_Passage provided_:
- - - - - - -

DETAILED DESCRIPTION OF THE INVENTION
Referring now in detail to the drawings by numerals of reference,
the numeral 10 denotes generally a limited rotational impact
screwdriver constructed in accordance with one preferred embodiment
of the invention. This screwdriver is formed with an elongate,
generally cylindrical body 12. At its upper end, this body is
formed with a generally cup-shaped recess 14. At its upper end,
this recess is provided with internal threads 16.
A collar 18 is seated about the upper end of the body 12, and
circling the body about the open end of the recess 14. A nipple 20
having a threaded projecting part 24 is threaded into the threaded
bore 16 of the recess 14. This nipple is formed with an enlarged
diameter shoulder part 26 that engages against the upper face of
the collar 18.
Toward the lower end of the recess 14, a vertically extending slot
28 is formed in the wall 30 that surrounds the recess 14. A
generally ring-shaped disc member 32, that is formed with a central
opening, is mounted about the wall 30 of the body, for sliding
movement along the length of the body. The disc 32 is formed with a
pin 34 that is engaged in the slot 28, to limit the extent of
travel of the disc 32, and to hold the disc 32 against rotary
movement relative to the body 12.
The disc 32 is formed with a vertically extending slot 37 (FIG. 3)
that is open at the periphery of the disc 32.
A generally tubular sleeve 38 is mounted about the body 12,
interposed between an enlarged diameter shoulder portion 40 of the
body, and the collar 18. At its upper end, the sleeve 38 is
proportioned for a sliding fit about the outer, cylindrical surface
of the disc 32. At its lower end, the sleeve is formed with a
closure ring 42 that has a central opening to permit the ring 42 to
ride on and undergo rotary movement relative to the confronting
surface of the body 12.
A spring 44 is mounted about the body 12 within the bore of the
sleeve 38, and has an axially projecting lower end 46 that is
staked in a recess in the ring 42. The spring 44 is also formed
with an axially-projecting upper end 48 that is secured in a bore
in the disc 32.

- - - - - - -

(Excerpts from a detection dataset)
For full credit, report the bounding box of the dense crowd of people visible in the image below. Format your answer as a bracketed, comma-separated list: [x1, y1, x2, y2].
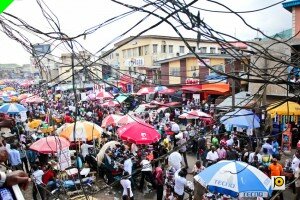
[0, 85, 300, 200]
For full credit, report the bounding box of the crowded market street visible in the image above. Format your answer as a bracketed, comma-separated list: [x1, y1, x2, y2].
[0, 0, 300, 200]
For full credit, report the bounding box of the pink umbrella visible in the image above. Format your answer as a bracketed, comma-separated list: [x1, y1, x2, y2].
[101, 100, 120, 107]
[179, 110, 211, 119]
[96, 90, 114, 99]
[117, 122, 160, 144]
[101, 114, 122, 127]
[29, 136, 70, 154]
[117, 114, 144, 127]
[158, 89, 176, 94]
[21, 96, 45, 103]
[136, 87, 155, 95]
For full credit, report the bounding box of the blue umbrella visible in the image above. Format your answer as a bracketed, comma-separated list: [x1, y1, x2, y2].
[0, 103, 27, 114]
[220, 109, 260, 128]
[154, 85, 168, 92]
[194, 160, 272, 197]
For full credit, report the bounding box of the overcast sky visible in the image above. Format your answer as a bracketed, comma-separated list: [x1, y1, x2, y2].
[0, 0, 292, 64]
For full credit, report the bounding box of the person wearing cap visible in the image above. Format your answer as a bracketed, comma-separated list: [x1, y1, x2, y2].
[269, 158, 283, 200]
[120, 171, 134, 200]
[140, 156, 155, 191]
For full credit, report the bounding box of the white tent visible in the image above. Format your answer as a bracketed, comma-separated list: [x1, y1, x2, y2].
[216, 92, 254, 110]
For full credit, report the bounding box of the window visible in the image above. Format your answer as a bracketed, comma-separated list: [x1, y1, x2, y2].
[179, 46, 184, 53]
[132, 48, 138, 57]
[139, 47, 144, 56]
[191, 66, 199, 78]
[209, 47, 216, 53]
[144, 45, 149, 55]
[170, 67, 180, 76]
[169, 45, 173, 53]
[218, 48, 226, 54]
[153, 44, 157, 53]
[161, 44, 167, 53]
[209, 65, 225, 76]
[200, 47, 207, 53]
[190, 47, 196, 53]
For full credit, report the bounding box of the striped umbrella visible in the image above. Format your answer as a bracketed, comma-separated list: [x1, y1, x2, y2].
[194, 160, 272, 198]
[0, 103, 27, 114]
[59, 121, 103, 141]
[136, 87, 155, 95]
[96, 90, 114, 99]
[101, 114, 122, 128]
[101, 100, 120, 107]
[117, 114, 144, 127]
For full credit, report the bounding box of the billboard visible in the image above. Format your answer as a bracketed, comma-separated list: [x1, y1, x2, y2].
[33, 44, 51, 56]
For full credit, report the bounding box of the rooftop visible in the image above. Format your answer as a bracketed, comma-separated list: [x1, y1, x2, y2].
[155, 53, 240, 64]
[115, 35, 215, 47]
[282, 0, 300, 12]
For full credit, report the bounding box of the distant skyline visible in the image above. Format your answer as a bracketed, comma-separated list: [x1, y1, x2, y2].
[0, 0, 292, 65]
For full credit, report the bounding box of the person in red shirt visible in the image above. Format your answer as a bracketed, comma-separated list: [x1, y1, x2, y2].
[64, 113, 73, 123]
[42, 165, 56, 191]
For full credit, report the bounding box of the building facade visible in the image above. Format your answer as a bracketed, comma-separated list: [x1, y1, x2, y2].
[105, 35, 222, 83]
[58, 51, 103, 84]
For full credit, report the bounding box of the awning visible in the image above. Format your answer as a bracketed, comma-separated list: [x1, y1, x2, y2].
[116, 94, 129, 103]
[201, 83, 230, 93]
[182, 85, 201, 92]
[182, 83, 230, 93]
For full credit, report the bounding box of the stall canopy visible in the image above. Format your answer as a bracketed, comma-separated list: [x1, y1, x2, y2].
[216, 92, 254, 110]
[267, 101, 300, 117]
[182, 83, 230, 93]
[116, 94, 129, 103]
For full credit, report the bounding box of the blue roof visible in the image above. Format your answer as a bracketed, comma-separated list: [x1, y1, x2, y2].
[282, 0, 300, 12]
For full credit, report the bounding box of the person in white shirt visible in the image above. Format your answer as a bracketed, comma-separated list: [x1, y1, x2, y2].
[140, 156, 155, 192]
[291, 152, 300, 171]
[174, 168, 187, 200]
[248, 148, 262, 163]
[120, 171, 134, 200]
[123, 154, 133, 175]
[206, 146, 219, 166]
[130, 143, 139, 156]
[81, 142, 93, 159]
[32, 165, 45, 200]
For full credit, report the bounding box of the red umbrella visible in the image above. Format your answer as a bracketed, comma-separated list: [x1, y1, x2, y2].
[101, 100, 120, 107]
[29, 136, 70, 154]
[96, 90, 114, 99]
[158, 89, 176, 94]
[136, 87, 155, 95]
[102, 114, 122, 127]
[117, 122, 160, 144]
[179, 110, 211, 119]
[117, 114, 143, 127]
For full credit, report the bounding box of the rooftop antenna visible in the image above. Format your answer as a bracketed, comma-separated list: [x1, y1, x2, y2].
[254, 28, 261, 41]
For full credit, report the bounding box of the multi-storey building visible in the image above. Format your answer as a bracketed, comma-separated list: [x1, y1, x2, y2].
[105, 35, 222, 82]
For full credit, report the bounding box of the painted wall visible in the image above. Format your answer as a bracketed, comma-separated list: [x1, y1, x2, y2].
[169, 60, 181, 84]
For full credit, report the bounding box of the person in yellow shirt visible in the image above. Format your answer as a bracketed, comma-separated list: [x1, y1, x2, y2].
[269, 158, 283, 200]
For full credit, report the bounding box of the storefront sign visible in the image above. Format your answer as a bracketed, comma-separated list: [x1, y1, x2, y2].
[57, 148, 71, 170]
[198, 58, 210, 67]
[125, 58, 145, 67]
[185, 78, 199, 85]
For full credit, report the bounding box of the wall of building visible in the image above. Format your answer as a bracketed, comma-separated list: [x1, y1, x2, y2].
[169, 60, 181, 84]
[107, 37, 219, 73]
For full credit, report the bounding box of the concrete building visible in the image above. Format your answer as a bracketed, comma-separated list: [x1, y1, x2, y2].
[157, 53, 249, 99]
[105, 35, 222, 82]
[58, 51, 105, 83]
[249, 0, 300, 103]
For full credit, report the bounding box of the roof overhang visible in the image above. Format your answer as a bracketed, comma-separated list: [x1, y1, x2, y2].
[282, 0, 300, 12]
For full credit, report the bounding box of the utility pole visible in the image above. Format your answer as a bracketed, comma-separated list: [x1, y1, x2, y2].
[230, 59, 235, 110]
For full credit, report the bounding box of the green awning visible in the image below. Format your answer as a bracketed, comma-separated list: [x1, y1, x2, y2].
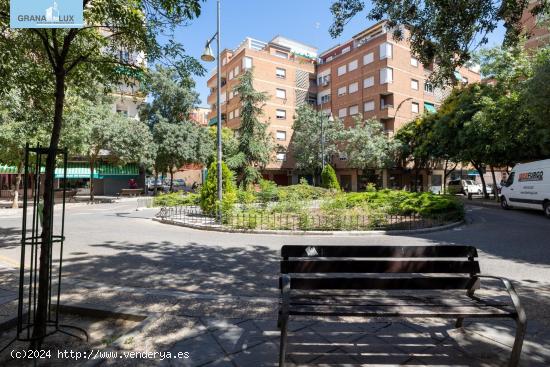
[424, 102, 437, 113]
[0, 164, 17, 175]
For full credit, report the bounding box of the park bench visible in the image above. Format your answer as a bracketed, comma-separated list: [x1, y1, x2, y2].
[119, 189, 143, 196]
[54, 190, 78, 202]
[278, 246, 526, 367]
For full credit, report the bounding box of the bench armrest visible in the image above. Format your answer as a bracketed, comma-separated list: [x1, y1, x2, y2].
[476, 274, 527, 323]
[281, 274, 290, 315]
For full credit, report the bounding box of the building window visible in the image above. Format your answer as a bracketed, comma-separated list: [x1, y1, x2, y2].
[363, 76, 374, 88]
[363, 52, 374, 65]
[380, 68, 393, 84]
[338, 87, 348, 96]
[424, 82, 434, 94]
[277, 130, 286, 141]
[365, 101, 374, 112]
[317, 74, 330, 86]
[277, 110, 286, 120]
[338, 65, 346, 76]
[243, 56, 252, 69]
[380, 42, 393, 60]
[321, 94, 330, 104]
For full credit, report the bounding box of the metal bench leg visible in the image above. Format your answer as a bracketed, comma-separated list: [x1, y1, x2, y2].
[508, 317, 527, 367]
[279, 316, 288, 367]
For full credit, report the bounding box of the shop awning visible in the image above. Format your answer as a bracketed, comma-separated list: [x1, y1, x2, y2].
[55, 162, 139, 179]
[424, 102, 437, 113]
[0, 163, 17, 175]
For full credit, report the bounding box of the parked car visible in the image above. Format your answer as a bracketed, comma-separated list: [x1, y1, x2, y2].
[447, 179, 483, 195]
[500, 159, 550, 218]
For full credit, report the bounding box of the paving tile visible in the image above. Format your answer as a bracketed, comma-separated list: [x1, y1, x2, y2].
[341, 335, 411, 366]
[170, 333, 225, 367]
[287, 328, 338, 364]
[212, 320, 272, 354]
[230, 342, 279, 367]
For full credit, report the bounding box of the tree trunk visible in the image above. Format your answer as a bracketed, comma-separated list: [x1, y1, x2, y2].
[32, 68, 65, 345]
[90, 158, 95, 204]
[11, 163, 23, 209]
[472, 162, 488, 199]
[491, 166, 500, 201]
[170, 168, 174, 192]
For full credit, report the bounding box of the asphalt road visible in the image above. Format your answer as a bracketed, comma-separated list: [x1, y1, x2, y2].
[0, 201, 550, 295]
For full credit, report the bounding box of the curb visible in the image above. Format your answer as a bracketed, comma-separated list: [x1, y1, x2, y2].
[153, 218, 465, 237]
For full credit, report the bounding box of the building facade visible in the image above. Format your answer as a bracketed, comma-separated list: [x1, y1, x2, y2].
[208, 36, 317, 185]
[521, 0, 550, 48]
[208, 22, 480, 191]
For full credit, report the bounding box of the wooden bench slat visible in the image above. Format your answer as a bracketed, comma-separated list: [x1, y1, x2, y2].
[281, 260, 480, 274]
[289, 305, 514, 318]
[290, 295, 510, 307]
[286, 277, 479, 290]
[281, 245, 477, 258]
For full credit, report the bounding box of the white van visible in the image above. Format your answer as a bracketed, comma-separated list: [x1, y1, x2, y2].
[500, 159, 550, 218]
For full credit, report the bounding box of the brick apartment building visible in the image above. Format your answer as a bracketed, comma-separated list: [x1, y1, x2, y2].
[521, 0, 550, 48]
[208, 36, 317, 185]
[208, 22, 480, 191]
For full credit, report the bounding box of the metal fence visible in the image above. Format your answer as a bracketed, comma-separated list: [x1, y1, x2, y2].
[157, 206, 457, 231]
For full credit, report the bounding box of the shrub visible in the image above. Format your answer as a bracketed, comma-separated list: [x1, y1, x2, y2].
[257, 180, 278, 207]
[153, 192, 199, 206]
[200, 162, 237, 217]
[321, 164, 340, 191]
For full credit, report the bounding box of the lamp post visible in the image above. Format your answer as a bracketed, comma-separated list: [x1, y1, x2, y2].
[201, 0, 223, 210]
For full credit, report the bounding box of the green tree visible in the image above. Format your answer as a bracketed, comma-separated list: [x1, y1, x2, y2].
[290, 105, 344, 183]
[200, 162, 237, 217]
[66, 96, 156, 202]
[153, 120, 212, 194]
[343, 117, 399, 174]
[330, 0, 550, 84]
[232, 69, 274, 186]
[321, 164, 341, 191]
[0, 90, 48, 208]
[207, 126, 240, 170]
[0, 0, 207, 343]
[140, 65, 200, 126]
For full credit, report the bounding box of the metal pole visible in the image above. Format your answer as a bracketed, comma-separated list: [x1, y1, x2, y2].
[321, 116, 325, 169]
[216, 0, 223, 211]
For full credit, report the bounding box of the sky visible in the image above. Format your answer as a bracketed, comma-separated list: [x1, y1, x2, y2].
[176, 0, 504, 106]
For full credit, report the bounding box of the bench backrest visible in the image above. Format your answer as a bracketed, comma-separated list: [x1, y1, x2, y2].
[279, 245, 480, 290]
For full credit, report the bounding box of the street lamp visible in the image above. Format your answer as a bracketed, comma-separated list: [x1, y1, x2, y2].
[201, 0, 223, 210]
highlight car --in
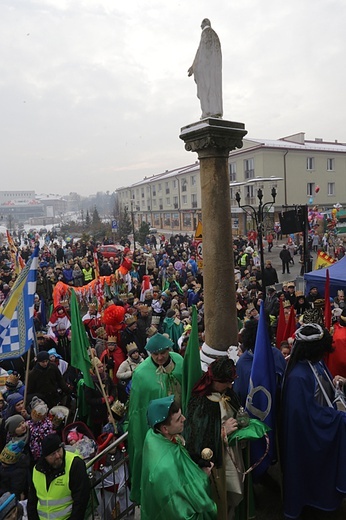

- - - - - - -

_Job_: Rewrite the screwdriver description starting with "DETAILED DESCRIPTION OF" and going on through "internal threads 16.", changing "cup-shaped" to "bowl-shaped".

_Correct answer_:
DETAILED DESCRIPTION OF THE INVENTION
Referring now in detail to the drawings by numerals of reference,
the numeral 10 denotes generally a limited rotational impact
screwdriver constructed in accordance with one preferred embodiment
of the invention. This screwdriver is formed with an elongate,
generally cylindrical body 12. At its upper end, this body is
formed with a generally bowl-shaped recess 14. At its upper end,
this recess is provided with internal threads 16.